:: Given information ::

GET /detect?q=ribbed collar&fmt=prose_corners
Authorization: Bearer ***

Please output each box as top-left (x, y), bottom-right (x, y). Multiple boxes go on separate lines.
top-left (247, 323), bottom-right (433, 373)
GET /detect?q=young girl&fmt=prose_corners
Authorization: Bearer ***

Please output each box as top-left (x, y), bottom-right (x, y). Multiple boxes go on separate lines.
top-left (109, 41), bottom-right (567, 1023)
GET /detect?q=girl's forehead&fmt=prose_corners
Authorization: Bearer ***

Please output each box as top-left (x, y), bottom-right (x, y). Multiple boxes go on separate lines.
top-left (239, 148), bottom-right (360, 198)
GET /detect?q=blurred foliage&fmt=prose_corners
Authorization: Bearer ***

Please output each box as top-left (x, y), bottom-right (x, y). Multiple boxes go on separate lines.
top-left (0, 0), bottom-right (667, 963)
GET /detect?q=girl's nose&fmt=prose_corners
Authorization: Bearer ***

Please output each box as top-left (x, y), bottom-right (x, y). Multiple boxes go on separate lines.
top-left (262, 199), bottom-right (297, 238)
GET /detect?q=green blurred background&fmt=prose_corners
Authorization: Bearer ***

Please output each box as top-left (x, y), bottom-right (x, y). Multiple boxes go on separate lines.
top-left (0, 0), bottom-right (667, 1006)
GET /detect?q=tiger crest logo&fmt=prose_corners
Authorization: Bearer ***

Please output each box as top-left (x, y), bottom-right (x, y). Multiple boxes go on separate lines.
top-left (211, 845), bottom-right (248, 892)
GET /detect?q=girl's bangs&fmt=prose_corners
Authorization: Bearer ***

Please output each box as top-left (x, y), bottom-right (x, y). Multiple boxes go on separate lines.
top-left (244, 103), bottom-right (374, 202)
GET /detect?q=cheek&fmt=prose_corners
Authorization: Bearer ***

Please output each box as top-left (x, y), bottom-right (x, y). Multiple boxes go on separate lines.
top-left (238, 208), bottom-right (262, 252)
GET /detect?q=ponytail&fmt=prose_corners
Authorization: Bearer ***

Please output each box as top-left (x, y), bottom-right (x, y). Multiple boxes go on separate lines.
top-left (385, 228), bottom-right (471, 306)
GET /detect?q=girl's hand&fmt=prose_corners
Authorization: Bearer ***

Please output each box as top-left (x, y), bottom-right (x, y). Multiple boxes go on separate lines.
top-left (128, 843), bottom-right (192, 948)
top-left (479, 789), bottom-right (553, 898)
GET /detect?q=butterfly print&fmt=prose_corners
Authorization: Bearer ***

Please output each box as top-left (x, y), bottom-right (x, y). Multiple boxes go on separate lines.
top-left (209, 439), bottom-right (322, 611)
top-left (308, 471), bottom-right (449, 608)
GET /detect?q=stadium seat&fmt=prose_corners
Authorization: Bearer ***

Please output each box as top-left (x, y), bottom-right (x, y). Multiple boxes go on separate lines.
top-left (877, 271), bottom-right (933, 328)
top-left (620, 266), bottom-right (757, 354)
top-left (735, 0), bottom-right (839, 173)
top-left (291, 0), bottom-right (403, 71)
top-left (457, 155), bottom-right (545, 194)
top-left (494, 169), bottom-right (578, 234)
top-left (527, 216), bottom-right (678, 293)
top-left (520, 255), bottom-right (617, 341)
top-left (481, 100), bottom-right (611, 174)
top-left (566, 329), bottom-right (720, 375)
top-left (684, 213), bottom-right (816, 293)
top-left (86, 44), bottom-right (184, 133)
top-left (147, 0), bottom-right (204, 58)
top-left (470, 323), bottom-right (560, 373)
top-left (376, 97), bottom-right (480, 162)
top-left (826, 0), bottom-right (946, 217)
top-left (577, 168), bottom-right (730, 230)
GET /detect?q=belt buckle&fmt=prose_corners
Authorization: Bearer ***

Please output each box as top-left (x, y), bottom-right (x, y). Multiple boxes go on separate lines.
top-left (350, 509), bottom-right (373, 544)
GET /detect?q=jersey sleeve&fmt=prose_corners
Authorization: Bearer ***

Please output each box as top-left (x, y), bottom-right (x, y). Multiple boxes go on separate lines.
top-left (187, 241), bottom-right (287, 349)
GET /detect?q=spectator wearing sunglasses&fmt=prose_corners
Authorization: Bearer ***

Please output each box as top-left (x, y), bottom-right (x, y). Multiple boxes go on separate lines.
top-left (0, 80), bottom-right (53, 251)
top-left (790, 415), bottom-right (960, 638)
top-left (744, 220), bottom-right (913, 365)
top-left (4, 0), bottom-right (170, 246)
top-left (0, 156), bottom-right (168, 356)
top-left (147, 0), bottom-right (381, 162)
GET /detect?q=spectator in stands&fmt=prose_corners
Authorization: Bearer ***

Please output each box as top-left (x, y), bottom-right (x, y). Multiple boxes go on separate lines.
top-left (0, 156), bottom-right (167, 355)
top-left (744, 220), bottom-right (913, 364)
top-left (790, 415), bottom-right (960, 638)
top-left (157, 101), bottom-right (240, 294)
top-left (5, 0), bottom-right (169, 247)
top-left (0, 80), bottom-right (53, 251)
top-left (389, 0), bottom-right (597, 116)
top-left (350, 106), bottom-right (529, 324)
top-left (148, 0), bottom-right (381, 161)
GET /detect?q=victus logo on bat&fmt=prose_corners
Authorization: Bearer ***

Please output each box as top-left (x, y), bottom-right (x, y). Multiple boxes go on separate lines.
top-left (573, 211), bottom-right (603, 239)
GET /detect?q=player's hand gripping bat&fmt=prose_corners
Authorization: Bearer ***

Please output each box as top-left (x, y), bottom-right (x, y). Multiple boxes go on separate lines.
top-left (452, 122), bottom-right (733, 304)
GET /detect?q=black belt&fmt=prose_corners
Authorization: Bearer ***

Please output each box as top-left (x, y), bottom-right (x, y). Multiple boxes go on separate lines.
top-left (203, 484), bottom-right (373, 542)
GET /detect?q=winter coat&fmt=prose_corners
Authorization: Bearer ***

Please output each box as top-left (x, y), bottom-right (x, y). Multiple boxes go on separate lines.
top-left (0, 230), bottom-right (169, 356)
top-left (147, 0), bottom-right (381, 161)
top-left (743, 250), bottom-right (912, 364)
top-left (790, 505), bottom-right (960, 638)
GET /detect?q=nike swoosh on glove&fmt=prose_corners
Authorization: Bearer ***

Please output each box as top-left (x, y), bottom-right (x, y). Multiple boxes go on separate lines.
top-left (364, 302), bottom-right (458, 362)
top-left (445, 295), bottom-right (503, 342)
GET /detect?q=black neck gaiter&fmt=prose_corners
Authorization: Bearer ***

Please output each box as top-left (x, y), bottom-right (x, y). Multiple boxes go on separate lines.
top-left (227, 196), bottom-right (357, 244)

:::

* Work required: Your task is to output exactly the lines running from the one with "GET /detect?q=player's hand" through the final line of the material above, with both ends included.

* Task output:
GET /detect?q=player's hand gripping bat&fmt=prose_corners
Authorization: Bearer ***

Please output each box as top-left (x, y), bottom-right (x, y). Multiple boxes go on separate lines.
top-left (452, 122), bottom-right (733, 304)
GET /detect?q=black belt&fmt=prose_corners
Authorization: Bearer ***

Please output each box as top-left (x, y), bottom-right (x, y). Multiple boxes go on separate lines.
top-left (203, 484), bottom-right (373, 542)
GET /detect?q=winter coat&fmt=prose_corners
Authorization: Bearer ***

Please output each box as top-left (x, y), bottom-right (x, y). Multiple boxes go on separate lines.
top-left (0, 230), bottom-right (169, 356)
top-left (147, 0), bottom-right (381, 161)
top-left (743, 250), bottom-right (912, 364)
top-left (790, 505), bottom-right (960, 638)
GET /detect?q=nike swoosh on glove&fmt=prose_corners
Authorization: Bearer ***

Please output each box as top-left (x, y), bottom-right (x, y). Multiple boxes go on separate lines.
top-left (364, 302), bottom-right (458, 362)
top-left (445, 295), bottom-right (503, 342)
GET /detect?q=black neck gaiter&fmt=prose_corners
Authorization: Bearer ***

Please output each box as top-left (x, y), bottom-right (x, y). Multiple boxes go on separate lines.
top-left (227, 196), bottom-right (357, 244)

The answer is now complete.